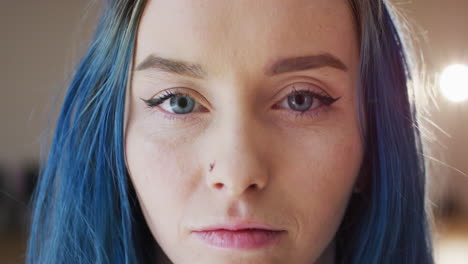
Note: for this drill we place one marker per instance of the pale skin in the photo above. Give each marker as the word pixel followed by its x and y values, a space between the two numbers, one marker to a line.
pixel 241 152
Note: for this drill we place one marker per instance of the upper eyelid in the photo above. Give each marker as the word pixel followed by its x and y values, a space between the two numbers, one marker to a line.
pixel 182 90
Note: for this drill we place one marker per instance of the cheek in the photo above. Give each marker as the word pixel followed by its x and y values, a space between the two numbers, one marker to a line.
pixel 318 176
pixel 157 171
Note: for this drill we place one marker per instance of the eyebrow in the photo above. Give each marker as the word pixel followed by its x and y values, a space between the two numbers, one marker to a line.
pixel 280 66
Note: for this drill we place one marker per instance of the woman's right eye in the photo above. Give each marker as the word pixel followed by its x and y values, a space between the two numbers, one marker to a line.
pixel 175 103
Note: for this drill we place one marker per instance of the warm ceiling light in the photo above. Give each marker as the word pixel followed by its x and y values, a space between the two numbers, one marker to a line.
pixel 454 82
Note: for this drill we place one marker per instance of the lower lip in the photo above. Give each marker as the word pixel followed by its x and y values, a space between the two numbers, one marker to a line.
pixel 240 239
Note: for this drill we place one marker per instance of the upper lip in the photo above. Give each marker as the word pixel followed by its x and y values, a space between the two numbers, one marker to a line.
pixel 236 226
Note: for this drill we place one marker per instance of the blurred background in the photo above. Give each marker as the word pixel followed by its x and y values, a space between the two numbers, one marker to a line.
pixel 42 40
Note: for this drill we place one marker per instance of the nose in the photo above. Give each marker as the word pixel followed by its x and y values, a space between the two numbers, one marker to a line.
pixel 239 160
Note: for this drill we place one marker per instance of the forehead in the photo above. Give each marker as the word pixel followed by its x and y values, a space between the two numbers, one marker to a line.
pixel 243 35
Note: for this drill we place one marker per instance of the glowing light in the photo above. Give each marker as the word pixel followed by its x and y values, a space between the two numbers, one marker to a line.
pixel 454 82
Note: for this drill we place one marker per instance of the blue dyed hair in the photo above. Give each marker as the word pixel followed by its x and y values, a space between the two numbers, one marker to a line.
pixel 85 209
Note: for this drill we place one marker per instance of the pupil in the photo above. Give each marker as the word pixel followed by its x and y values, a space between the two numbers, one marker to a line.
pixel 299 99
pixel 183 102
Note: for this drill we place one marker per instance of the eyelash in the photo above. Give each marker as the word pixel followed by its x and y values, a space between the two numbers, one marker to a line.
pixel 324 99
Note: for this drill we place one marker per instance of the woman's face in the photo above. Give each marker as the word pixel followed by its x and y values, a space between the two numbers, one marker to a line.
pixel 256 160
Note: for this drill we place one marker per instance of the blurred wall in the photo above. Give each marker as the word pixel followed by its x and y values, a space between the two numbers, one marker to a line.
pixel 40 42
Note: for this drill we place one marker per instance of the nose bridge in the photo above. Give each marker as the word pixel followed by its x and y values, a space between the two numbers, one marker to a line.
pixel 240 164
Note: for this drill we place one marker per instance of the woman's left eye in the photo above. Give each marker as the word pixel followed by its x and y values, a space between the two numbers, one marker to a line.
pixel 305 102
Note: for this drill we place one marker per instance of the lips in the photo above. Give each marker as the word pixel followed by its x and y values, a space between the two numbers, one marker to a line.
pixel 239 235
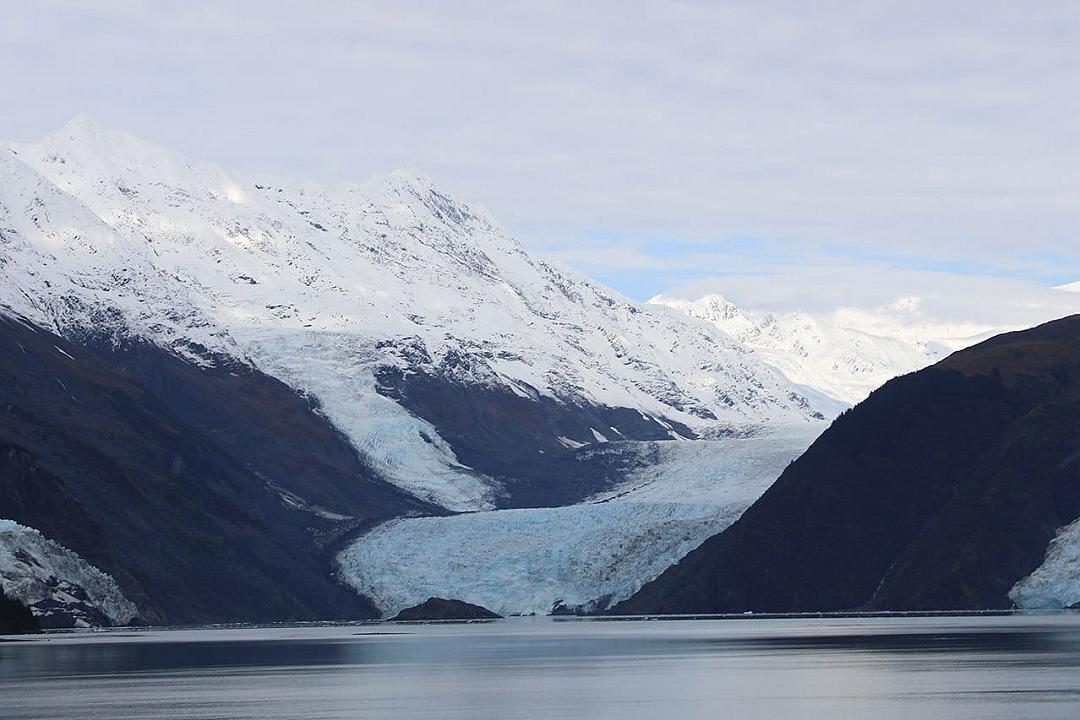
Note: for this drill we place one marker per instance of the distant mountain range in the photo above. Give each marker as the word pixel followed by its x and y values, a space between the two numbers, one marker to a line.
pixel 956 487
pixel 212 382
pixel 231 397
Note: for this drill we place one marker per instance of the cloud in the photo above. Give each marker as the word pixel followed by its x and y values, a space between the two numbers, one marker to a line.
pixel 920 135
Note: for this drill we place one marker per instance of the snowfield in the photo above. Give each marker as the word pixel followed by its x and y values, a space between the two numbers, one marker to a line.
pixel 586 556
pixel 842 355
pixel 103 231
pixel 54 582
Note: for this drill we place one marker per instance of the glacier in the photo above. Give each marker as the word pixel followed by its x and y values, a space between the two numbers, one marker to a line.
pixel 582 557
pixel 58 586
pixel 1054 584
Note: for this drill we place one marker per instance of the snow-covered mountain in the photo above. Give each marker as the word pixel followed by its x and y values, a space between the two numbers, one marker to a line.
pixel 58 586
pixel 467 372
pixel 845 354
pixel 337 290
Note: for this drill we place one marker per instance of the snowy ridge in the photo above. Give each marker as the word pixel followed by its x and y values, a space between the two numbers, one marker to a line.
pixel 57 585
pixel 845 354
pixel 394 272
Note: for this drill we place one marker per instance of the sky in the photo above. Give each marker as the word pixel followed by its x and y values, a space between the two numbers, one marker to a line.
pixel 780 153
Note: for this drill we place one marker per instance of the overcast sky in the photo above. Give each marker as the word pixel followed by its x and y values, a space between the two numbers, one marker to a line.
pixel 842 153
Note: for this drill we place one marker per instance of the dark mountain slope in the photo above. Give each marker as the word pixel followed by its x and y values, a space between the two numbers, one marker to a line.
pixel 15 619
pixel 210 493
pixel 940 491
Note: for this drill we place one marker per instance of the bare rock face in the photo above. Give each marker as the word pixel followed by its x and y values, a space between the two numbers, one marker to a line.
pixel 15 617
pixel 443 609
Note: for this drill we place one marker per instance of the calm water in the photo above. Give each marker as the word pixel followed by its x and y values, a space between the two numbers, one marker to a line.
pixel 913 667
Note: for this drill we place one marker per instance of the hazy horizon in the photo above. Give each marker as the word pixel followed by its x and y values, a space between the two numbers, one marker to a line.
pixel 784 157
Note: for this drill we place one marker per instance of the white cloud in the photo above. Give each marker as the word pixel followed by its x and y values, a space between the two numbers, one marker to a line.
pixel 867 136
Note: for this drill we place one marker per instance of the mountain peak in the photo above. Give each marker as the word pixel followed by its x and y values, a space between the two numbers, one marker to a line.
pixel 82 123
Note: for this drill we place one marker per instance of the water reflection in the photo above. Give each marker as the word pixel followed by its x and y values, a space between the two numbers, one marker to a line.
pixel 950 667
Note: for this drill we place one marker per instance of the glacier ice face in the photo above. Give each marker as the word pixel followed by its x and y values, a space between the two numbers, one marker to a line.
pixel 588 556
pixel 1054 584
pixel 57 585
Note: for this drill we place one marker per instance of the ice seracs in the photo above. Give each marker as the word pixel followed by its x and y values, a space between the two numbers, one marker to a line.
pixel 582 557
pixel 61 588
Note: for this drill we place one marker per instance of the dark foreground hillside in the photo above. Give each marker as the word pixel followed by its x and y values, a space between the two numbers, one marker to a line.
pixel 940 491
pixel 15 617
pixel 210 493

- WHAT IS ASKED -
Update all of the data above, changing every "drill" to "exercise" and keeping everything else unchanged. Leave the pictures out of your answer.

- THE OUTPUT -
Note: for this exercise we place one marker per instance of the pale skin in the photo above. Give each marker as the word pixel followed by its x and y values, a space between the two numbers, one marker to a line.
pixel 241 152
Note: for this exercise we place one marker per instance of the upper eyelid in the photo above. Give each marker as the word pixel followed by its x and y values, a space between the two numbers, one marker to a line.
pixel 182 90
Note: for this exercise we place one marker per instance of the cheek in the photo above. Give each marker as the word pixel followed by its x and y values, a space between the two numbers, one marker to a line.
pixel 318 176
pixel 157 171
Note: for this exercise we place one marker per instance of the eyebrow in the photo above. Give each marker as the word pixel followed by its x and y values, a space between the two numbers, one marker to a line.
pixel 280 66
Note: for this exercise we place one marker per instance of the woman's right eye in the photo above. Give each marker as the word pixel followed by its x and y values, a space between the two numbers, one marker to a line.
pixel 175 103
Note: for this exercise we place one marker per instance of the warm ceiling light in the photo above. Give each marker as the word pixel followed by its x and y values, a space between the two numbers, one marker to a line.
pixel 454 82
Note: for this exercise we place one marker per instance of the lower lip in the photo above. Give each marker as the word pixel followed by its x and y values, a space between the two numbers, one marker to a line.
pixel 240 239
Note: for this exercise we place one marker per instance of the upper lip in the photo above. Give each marker as the word pixel followed by its x and y values, a space between the two numbers, one marker to a line.
pixel 236 226
Note: for this exercise we place one marker per instance of the blurred background in the photo above. Give each marker as the word pixel followed by its x and y values, a space between the two numbers, one marker to a line.
pixel 42 40
Note: for this exercise we place one marker per instance of the nose in the photo above. Give each marker as the word pixel followed by its x and y values, a space between the two numbers, one marker to a line.
pixel 239 160
Note: for this exercise we place one marker per instance of the forehead in the photo above. Give each marker as the word pixel followed by its x and y values, a space between the two numbers, one marker to a line.
pixel 243 35
Note: for this exercise we place one marker per instance of the glowing light in the photo above. Give each marker as the word pixel followed by its x and y values, a space between the two numbers, one marker to a line.
pixel 454 82
Note: for this exercise we place one marker per instance of the blue dyed hair in the photo above. Give each marker as the word pixel followed by its x and y values, a space between the two numbers, one marker to a line.
pixel 85 209
Note: for this exercise we place one marker per instance of the pupil in the photo above. Give each marker as the word pixel followed by its x and y values, a space between the two numbers, one marker to a line.
pixel 299 99
pixel 183 102
Note: for this exercise we place one marker per instance of the eyelash in the photo above. Give each marker as the word pixel followed by its x and y values, a space between the two numbers, one marker to a line.
pixel 324 99
Note: for this exercise we place one marker per instance of the woman's face in the photo above. Give each marker as the word pixel followed by its x and y values, a space between the two numbers, one marker to a line.
pixel 256 160
Note: for this exercise we place one marker per instance of the blurred wall in the photo above. Give each marker as the word pixel followed by its x and y values, a space between the two numbers, one marker to a line.
pixel 40 42
Note: for this exercise we place one marker per instance of the nose bridge in the photo above. Give each marker as the word pixel followed by its x and y values, a space between the two numbers, one marker to a line.
pixel 240 164
Note: for this exercise we place one marker per instance of the woman's left eye in the photo above. Give each marker as the word pixel followed by its x and y values, a space between the two numbers, one marker to a line.
pixel 305 102
Note: for this exercise we place one marker per instance of the lips in the photo above. Give each marker as the word pixel followed by its x and y values, a space between the two numbers, one marker to a line.
pixel 239 235
Note: for this exercise we place one marker per instance of the distant mountain range in the photo above. Give each marker as the word pixel followed by its x and y values, a space between the two numbers, one marker to a line.
pixel 956 487
pixel 212 382
pixel 231 397
Note: for this exercise we place one marker per instance of the cloud in the photo above. Give each marker as the word pixel followed by its x and y values, a space between the two numbers, one marker to a line.
pixel 920 135
Note: for this exercise we place one marker per instance of the snowfield in the photo above. Give each marker as the word pixel followed by its x and y values, a space between the two numbers, one marker to a line.
pixel 586 556
pixel 842 355
pixel 103 231
pixel 54 582
Note: for this exercise we place one marker per instance of the glacier in the photo above. Give each marker as the word pixel followed by its x and y values, a space between the two numbers, one marker to a line.
pixel 582 557
pixel 58 586
pixel 1054 584
Note: for this exercise we place one marker per instance of the snow-covered mountain in the photo above. Give each marker as the word pixel followed by its x and y values, a space between the two numbers, one marker to a line.
pixel 58 586
pixel 467 372
pixel 845 354
pixel 337 290
Note: for this exercise we place one marker per instance of the snowy ridge in the photo above. Give each marker as the word pixel followed by its x and y values, a space between the two numbers, one marker to a line.
pixel 57 585
pixel 845 354
pixel 394 272
Note: for this exercise we place one marker per instance of the sky in the photo above. Give each marker as the word pixel followed by its x and y values, a space between the two numbers, one marker to a line.
pixel 780 153
Note: for this exercise we place one marker per instance of the overcast sky in the photo above. Give each marker as the word pixel followed by its x and y values, a space between the two numbers, one marker to a line.
pixel 842 153
Note: for this exercise we place one marker per instance of the dark mountain slope in the photo above. Give each marker as the word pixel followed by its x and y values, a space between the two numbers, one marker to a line.
pixel 15 619
pixel 210 493
pixel 940 491
Note: for this exercise we place one marker per instance of the bare rock face in the photo above. Give each marker as the word pixel followed by its x and y values, a space between the two numbers, one marker to a line.
pixel 15 617
pixel 443 609
Note: for this exercise we place one marker per instance of the calm water in the photo above. Give each marker as the word pixel followed by its x and y values, a space between the two numbers, one marker to a line.
pixel 913 667
Note: for this exercise we place one marker per instance of the hazy horizon in the photo above. Give each marker as the word pixel followed by its x and y values, a space between the two numbers, one marker to a line.
pixel 784 157
Note: for this exercise we place one marker per instance of the white cloud in the photo above. Give each marker as the word pixel followed by its x and y values, a space between the two numbers, one marker to a line.
pixel 867 136
Note: for this exercise we place one marker per instance of the mountain peak in the photo above. Give each marker as the word pixel followed by its x and y values, a space between the two numbers, one marker to a line.
pixel 82 123
Note: for this exercise we place one marker per instance of the water reflection in the photo above. Give each marker as the word pixel followed by its x and y values, a space between the two numbers, one marker to a line.
pixel 950 667
Note: for this exercise we place one marker per instance of the glacier ice face in the photo above. Give each marker as the word pixel followed by its x and y values, a space between the two numbers, one marker to a line.
pixel 588 556
pixel 1054 584
pixel 57 585
Note: for this exercise we place one marker per instance of the ice seracs in the photo above. Give each marker as the word pixel followed by its x and y values, a space between the two numbers, one marker to a line.
pixel 582 557
pixel 61 588
Note: for this exercise we place one marker per instance of the dark foreground hillside in the photo above. Give each marker as the word pixel followed by its x and y values, a space between the two numbers, one marker to a line.
pixel 940 491
pixel 15 617
pixel 210 493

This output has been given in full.